On regulation, it is essential that there is an independent regulator. The current arrangements are clearly over-bureaucratic and complicated, particularly with regard to safety. The regulation model best suited to the railways must follow that of the Civil Aviation Authority for air transport, whereby economic, environmental and safety regulation come under one body. The new regulator would include the new rail accident investigation branch as well as consumer representation. That would mean removing all safety functions from the Health and Safety Executive and giving them to the new body, which should also take responsibility for organising the franchising process. It might also be worth looking at the duties of the Office of Fair Trading relating to the railways and considering whether they might more suitably be placed under the auspices of the new regulator.

There is, however, one leftover from the awful privatisation that is a complete waste of time, wholly unnecessary and adds un-needed cost. I refer to the monopolistic rolling stock companies, which add very little. If anyone wants proof that they are simply a cash cow, the fact that they are all owned by banks does it for me.

Request A. Reproduce the entries below word for word, from the line containing "Objective: for every instance of the white" through the final line of the entries, and leave out the pictures.

Data shown.
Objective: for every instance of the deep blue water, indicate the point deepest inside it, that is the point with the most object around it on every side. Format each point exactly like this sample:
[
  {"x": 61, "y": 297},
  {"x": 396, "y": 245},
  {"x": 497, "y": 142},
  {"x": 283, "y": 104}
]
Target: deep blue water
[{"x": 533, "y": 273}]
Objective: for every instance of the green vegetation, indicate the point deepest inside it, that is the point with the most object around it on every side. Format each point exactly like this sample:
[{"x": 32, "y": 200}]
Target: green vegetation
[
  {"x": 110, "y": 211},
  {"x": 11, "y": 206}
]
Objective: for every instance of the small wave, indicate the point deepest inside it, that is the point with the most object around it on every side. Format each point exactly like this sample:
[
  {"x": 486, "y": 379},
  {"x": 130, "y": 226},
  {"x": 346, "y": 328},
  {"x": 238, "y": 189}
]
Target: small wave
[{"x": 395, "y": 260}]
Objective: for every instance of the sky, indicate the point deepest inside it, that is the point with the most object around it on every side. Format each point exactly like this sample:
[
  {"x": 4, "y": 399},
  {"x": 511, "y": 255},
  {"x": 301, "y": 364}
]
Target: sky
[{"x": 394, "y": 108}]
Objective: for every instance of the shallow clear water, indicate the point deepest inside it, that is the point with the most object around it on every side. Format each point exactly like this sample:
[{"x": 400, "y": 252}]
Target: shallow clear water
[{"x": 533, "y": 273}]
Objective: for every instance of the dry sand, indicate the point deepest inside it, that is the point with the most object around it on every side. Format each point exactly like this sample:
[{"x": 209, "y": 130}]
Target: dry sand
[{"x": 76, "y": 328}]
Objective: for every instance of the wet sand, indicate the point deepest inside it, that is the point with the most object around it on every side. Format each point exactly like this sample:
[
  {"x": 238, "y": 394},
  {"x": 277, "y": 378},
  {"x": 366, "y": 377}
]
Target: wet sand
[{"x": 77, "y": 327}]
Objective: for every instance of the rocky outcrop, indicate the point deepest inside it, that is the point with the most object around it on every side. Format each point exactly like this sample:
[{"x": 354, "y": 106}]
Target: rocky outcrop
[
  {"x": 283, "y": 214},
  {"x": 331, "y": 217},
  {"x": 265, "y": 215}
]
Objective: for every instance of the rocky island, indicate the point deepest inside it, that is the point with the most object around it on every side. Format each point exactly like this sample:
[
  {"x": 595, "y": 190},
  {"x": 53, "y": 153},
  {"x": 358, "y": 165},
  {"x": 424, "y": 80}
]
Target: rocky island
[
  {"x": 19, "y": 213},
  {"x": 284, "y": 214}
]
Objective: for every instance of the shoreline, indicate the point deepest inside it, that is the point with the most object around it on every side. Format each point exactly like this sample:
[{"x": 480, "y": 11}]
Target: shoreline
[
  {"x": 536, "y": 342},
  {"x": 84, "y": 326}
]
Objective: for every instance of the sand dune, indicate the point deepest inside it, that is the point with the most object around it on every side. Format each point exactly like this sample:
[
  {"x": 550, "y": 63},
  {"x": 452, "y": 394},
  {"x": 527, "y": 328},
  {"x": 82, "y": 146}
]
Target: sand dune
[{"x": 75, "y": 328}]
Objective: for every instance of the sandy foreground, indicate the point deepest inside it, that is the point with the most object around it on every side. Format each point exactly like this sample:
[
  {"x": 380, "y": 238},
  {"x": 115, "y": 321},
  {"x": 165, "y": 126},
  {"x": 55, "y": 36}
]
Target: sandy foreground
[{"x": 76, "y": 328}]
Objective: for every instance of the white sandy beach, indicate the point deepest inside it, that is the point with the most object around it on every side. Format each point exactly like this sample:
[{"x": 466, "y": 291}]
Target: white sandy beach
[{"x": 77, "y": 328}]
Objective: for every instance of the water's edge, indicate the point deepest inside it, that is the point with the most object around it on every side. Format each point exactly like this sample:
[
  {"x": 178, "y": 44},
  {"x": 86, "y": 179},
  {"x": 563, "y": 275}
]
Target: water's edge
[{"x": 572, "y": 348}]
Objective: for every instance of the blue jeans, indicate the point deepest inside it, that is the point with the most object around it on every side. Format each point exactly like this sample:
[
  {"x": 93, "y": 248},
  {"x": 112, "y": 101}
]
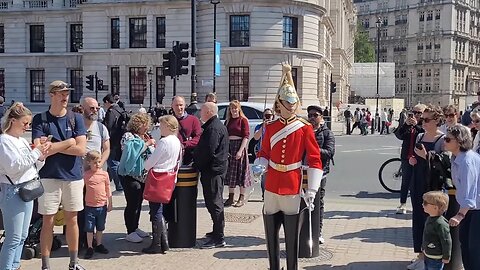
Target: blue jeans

Request B. Write the next part of the passage on railway regulation and the rolling stock companies, picking up after its last sentence.

Output A.
Objective: for every instance of the white sandy beach, indicate the point deepest inside it, that is the point with the most object around it on every side. Format each point exactly like this sample:
[{"x": 466, "y": 291}]
Target: white sandy beach
[{"x": 77, "y": 328}]
Objective: for every instance of the water's edge, indicate the point deepest inside it, that is the point with the most object around it on every side. Format each point exactly like this sample:
[
  {"x": 178, "y": 44},
  {"x": 86, "y": 179},
  {"x": 563, "y": 275}
]
Target: water's edge
[{"x": 572, "y": 348}]
Objective: for every instance of the blue jeans, indicate the point deepest inside it, that is the point with the most object around it on every side. Format each point exactly like this sample:
[
  {"x": 93, "y": 248},
  {"x": 112, "y": 101}
]
Target: blue jeans

Output B.
If franchises were longer, it would be possible to envisage a system whereby the train operating companies could become owners of rolling stock and therefore be able to have control over their assets and costs in much the same way as happens in other areas, such as lifeline ferry links, where expensive assets are passed on from one franchisee to another, having been amortised for their life over the balance sheet of the first company. Examining the rolling stock companies is a critical part of taking forward the reduction of costs on our railways.